## Your assignment
Edit the stretch of the Grand Canyon article from "A fourth hiker" through "do in summer.", replacing "teen" with "teenager".

## Given passage
►

Skip to content
PULSE NEWS
World

Three Hikers Die in Grand Canyon Heat Topping 109 Degrees

Four hikers went down into the canyon in June. The heat had other plans.

Anna Lee, journalistBy Anna Lee
Needs no description
Photo by Sonaal Bangera on Unsplash

The Grand Canyon doesn't care how many miles you've logged or how good your boots are. In the span of four days this June, three hikers walked down into the Inner Canyon and never made it back up. All three appear to have died from the heat, in a place where the air at the bottom can sit at 109 degrees in the shade. By the time rangers reached them, all three were already gone.

It's the kind of story that makes you stop scrolling, because these weren't reckless people doing something stupid. They were hikers on two of the park's best-known trails, on days when the canyon turned into something closer to an oven than a national treasure. Here's what actually happened, and why this stretch of trail keeps catching people off guard.

What happened on the trails

The deaths came from two separate incidents. On June 12, a 72-year-old man died along the South Kaibab Trail after showing signs of heat-related illness. Four days later, on June 16, a 67-year-old man and a 68-year-old woman were found dead on the North Kaibab Trail. The National Park Service believes the heat is what killed all three, though the June 16 case is still under investigation.

Rangers and emergency crews responded fast in both cases. They even brought in aerial support to reach the hikers in the remote inner part of the canyon. It didn't matter. Every one of them was already deceased when help got there. The bodies were taken to the Coconino County Medical Examiner's Office, and as of the park's statement, none of the three had been publicly identified.

Why these two trails are so brutal

The South Kaibab and North Kaibab are not casual stroll trails. They drop thousands of feet straight down into the canyon, and the North Kaibab in particular is described by the park as the most difficult of the major inner canyon routes. The cruel part is the layout. Going down feels easy, almost fun. Your legs are fresh, the morning is cooler, and the views are unreal. The trap is the climb back out.

By the time hikers turn around, they've already burned through their energy and water, and now they have to grind back up thousands of feet of elevation in the hottest part of the canyon. One National Weather Service meteorologist put it plainly, saying that climb is very strenuous even on a mild day. Throw in temperatures of 105 to 110 degrees and, in his words, that causes some pretty bad problems.

A fourth hiker died weeks earlier

These three weren't the only ones. On June 3, an 18-year-old hiker died on the Bright Angel Trail after experiencing heat-related symptoms below Havasupai Gardens. The teen was attempting a day hike from the South Rim all the way down to the Colorado River and back, which is exactly the trip the park tells people not to do in summer.

◄

(Referring expression pointing data)
►

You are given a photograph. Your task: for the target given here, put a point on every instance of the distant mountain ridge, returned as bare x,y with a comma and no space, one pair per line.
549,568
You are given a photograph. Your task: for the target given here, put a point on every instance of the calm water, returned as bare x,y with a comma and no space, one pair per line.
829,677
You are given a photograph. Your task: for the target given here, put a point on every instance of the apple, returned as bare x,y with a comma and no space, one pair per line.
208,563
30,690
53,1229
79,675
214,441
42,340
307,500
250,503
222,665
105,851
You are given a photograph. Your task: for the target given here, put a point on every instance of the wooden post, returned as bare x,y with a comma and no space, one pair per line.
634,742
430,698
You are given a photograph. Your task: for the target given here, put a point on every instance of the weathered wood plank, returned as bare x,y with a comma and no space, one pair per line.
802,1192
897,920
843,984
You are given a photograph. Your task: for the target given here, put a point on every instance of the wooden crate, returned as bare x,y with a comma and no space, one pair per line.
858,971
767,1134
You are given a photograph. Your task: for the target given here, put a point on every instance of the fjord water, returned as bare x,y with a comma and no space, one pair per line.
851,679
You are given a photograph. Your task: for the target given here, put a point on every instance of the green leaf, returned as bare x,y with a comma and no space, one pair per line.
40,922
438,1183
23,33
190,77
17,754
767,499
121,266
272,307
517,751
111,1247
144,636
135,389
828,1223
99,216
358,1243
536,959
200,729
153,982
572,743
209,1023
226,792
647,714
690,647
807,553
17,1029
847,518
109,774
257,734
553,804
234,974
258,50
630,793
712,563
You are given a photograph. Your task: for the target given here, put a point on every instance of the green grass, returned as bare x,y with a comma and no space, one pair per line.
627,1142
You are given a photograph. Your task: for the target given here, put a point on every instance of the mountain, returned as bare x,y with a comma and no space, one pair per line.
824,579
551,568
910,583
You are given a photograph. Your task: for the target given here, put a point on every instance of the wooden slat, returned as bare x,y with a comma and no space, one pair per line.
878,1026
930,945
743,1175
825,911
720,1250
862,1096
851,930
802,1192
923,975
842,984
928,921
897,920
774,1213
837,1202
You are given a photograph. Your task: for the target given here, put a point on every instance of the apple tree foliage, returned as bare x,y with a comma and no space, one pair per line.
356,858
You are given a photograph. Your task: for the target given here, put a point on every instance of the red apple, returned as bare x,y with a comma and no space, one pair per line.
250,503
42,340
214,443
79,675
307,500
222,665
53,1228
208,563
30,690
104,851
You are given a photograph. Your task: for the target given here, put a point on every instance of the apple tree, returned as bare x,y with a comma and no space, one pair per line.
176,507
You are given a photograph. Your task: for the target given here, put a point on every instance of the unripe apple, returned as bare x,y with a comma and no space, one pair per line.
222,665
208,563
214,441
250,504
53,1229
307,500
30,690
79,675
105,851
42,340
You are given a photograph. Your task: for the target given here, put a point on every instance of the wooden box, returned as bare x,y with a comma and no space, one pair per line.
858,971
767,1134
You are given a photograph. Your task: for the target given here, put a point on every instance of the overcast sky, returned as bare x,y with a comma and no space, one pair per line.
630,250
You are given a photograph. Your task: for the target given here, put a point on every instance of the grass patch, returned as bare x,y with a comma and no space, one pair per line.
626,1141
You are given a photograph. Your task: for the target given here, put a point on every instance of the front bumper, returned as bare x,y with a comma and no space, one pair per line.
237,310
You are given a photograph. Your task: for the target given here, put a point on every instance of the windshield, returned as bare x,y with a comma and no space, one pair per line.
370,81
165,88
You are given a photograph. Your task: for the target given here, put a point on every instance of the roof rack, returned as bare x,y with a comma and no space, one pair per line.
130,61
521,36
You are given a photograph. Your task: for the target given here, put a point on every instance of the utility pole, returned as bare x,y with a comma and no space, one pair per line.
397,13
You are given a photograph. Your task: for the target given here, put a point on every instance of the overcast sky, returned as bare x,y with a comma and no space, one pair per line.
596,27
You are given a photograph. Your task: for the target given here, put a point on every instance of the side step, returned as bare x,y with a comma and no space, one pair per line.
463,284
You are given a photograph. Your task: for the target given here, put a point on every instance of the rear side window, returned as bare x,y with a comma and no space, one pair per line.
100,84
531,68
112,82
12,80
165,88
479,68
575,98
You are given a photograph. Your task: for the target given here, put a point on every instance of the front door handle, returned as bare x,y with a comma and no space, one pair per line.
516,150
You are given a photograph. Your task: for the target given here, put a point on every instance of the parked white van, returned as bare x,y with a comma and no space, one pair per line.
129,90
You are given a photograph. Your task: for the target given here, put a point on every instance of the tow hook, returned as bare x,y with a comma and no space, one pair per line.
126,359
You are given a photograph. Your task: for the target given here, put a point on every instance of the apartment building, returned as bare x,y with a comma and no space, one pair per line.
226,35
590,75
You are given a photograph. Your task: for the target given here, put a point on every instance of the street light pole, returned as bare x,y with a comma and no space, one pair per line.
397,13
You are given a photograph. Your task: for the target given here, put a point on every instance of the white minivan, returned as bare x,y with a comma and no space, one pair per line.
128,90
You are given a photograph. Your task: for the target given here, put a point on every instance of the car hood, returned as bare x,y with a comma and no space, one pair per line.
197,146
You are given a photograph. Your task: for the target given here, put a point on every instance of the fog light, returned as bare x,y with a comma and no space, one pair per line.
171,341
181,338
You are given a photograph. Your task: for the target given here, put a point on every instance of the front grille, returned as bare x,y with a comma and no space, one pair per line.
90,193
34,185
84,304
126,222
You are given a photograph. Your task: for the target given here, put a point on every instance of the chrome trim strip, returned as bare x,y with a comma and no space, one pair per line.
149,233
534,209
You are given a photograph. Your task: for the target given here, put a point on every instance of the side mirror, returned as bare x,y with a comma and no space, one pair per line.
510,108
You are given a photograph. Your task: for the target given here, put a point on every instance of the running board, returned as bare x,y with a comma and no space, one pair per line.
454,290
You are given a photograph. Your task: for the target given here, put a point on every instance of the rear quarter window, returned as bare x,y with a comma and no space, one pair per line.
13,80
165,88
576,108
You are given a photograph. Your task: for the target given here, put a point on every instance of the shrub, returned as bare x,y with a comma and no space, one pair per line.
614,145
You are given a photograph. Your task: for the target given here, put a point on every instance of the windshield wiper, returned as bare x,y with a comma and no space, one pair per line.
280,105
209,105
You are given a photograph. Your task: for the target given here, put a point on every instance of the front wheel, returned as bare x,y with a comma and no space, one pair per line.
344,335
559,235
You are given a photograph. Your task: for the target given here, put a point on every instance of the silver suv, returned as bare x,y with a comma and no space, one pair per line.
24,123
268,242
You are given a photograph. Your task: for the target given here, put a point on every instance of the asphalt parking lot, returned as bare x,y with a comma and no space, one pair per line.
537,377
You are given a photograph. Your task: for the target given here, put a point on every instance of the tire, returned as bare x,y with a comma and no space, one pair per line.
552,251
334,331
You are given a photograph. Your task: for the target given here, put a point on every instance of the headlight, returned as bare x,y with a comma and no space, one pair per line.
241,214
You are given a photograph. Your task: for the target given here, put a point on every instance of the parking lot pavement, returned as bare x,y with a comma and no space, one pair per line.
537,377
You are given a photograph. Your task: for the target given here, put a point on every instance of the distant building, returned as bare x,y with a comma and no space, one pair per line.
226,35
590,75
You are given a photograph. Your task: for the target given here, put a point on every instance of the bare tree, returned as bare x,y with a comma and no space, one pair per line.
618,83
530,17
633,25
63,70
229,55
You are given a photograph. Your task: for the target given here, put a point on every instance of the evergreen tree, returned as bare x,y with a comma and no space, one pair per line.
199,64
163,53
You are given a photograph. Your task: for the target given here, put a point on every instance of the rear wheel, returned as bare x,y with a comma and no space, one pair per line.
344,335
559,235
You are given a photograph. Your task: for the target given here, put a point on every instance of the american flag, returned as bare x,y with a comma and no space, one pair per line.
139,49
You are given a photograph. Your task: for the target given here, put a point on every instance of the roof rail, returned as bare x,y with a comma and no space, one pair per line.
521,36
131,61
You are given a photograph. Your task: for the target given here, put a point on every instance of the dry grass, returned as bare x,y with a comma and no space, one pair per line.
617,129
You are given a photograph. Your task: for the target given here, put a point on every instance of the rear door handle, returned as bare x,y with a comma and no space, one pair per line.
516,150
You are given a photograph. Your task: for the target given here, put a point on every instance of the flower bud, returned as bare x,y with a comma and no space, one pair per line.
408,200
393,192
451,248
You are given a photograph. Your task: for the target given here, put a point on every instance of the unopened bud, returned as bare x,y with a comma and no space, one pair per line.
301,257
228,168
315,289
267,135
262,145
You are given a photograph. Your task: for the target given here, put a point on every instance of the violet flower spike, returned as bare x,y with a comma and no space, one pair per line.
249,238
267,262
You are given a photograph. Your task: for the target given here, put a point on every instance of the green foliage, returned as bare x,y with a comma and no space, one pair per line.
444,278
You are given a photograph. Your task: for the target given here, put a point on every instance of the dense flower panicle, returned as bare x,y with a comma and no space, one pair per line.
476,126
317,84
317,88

◄

## Final answer
A fourth hiker died weeks earlier

These three weren't the only ones. On June 3, an 18-year-old hiker died on the Bright Angel Trail after experiencing heat-related symptoms below Havasupai Gardens. The teenager was attempting a day hike from the South Rim all the way down to the Colorado River and back, which is exactly the trip the park tells people not to do in summer.